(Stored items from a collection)

· · · ·

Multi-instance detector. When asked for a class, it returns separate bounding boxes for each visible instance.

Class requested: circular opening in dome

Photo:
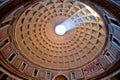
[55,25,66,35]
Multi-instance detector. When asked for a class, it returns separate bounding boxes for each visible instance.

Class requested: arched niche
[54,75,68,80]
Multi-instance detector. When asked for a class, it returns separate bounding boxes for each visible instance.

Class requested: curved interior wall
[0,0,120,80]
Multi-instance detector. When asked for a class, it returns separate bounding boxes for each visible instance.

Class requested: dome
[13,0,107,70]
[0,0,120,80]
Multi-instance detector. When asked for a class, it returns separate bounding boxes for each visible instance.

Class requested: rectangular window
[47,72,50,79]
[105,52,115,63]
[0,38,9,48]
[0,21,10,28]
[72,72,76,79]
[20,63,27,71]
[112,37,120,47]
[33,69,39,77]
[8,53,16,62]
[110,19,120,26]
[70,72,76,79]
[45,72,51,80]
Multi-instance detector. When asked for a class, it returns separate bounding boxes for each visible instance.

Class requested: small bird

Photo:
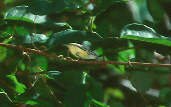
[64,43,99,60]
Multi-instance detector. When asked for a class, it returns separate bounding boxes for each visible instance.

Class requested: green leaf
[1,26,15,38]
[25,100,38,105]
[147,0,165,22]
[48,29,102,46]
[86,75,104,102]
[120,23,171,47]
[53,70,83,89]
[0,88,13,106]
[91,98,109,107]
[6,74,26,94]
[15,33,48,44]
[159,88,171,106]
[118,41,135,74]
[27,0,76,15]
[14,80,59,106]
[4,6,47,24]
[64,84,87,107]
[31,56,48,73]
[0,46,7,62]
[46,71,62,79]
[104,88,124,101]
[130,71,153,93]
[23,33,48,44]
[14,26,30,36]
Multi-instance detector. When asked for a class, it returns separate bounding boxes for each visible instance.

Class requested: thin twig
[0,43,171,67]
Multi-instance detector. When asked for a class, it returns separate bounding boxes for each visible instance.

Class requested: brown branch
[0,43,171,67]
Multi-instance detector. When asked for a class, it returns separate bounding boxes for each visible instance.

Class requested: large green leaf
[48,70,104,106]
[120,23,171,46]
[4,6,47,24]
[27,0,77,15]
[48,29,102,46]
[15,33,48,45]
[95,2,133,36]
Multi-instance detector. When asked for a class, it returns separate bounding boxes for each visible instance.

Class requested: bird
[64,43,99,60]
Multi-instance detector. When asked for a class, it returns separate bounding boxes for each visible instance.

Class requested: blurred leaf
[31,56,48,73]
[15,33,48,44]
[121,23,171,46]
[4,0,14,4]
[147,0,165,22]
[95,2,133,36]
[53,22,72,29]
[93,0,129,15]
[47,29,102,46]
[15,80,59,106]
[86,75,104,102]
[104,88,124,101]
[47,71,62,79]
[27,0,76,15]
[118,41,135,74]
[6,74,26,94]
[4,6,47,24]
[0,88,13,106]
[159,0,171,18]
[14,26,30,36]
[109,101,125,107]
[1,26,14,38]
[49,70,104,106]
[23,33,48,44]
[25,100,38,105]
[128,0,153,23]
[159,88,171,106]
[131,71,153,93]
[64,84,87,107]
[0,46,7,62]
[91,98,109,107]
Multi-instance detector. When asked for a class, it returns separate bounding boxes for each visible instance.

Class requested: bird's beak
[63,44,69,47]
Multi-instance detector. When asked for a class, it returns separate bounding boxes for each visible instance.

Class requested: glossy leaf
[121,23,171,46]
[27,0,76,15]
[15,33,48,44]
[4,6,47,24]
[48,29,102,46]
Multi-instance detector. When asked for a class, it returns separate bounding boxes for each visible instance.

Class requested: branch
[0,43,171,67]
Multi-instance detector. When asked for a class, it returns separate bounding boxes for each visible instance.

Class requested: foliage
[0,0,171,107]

· · · ·

Task description
Retype each record exactly as it appears above and drop the images.

Result
Multi-instance detector. When asked for a class, it returns separate bounding boxes for each visible instance.

Class requested: circular opening in dome

Photo:
[55,25,66,35]
Multi-instance detector. When asked for a class, it returns separate bounding boxes for each visible instance.

Class requested: arched niche
[54,75,68,80]
Multi-instance detector. When asked for a class, it returns separate bounding boxes for each visible instance.

Class requested: curved interior wall
[0,0,120,80]
Multi-instance detector. When asked for a class, it returns separate bounding boxes for each visible instance.

Class requested: dome
[13,0,107,70]
[0,0,120,80]
Multi-instance detector. When asked for a class, it returns separate bounding boxes for each visible instance.

Class requested: rectangular window
[47,72,50,79]
[105,52,115,63]
[0,38,9,48]
[0,21,10,28]
[72,72,76,79]
[20,63,27,71]
[112,37,120,47]
[33,69,39,77]
[8,53,16,62]
[110,19,120,26]
[70,72,76,79]
[45,72,51,80]
Multi-instance detector. When asked for a class, it returns separate bounding boxes for each visible instance.

Class requested: small bird

Photo:
[64,43,99,60]
Multi-instance detector. When asked for a class, it returns separate bounding boxes for each visible instance.

Class requested: green leaf
[1,26,15,38]
[25,100,38,105]
[147,0,165,22]
[48,29,102,46]
[86,75,104,102]
[120,23,171,47]
[53,70,83,89]
[0,88,13,106]
[91,98,109,107]
[6,74,26,94]
[15,33,48,44]
[159,88,171,106]
[118,41,135,74]
[27,0,76,15]
[14,80,59,106]
[4,6,47,24]
[64,84,87,107]
[31,56,48,73]
[0,46,7,62]
[46,71,62,79]
[104,88,124,101]
[130,71,153,93]
[23,33,48,44]
[14,26,30,36]
Multi-instance detector. When asked for a class, it returns separate bounding boxes for each visible instance.

Class requested: thin twig
[0,43,171,67]
Multi-instance detector. When asked for a class, it returns separate bounding boxes for each visible instance.

Class requested: brown branch
[0,43,171,67]
Multi-instance detector. When asked for a class, it returns separate bounding boxes for each visible instance.

Class requested: large green leaf
[48,70,104,106]
[120,23,171,46]
[4,6,47,24]
[27,0,77,15]
[48,29,102,46]
[15,33,48,45]
[95,2,133,36]
Multi-instance detector. When asked for a class, it returns separate bounding boxes for each visible instance.

Class requested: bird
[64,43,99,60]
Multi-instance detector. When asked for a class, it returns separate bounding boxes for each visible instance.

Class requested: blurred leaf
[31,56,48,73]
[15,33,48,44]
[121,23,171,46]
[4,0,14,4]
[147,0,165,22]
[95,2,133,36]
[53,22,72,29]
[93,0,129,15]
[47,29,102,46]
[15,80,59,106]
[86,75,104,102]
[104,88,124,101]
[47,71,62,79]
[27,0,76,15]
[118,41,135,74]
[6,74,26,94]
[4,6,47,24]
[0,88,13,106]
[159,0,171,18]
[14,26,30,36]
[109,101,125,107]
[1,26,14,38]
[49,70,104,106]
[23,33,48,44]
[25,100,38,105]
[128,0,153,23]
[159,88,171,106]
[131,71,153,93]
[64,84,87,107]
[0,46,7,62]
[91,98,109,107]
Multi-instance detector. When asked for a class, it returns separate bounding boxes for each visible instance.

Class requested: bird's beak
[63,44,69,47]
Multi-instance detector. When asked for a class, it returns separate bounding boxes for each visible instance.

Class requested: glossy leaf
[121,23,171,46]
[27,0,76,15]
[15,33,48,44]
[4,6,47,24]
[48,29,102,46]
Multi-instance detector. When asked for a class, it returns separate bounding boxes for each visible instance.

Class requested: branch
[0,43,171,67]
Multi-instance detector. When asked for a class, it returns separate bounding boxes for each visible instance.

Class requested: foliage
[0,0,171,107]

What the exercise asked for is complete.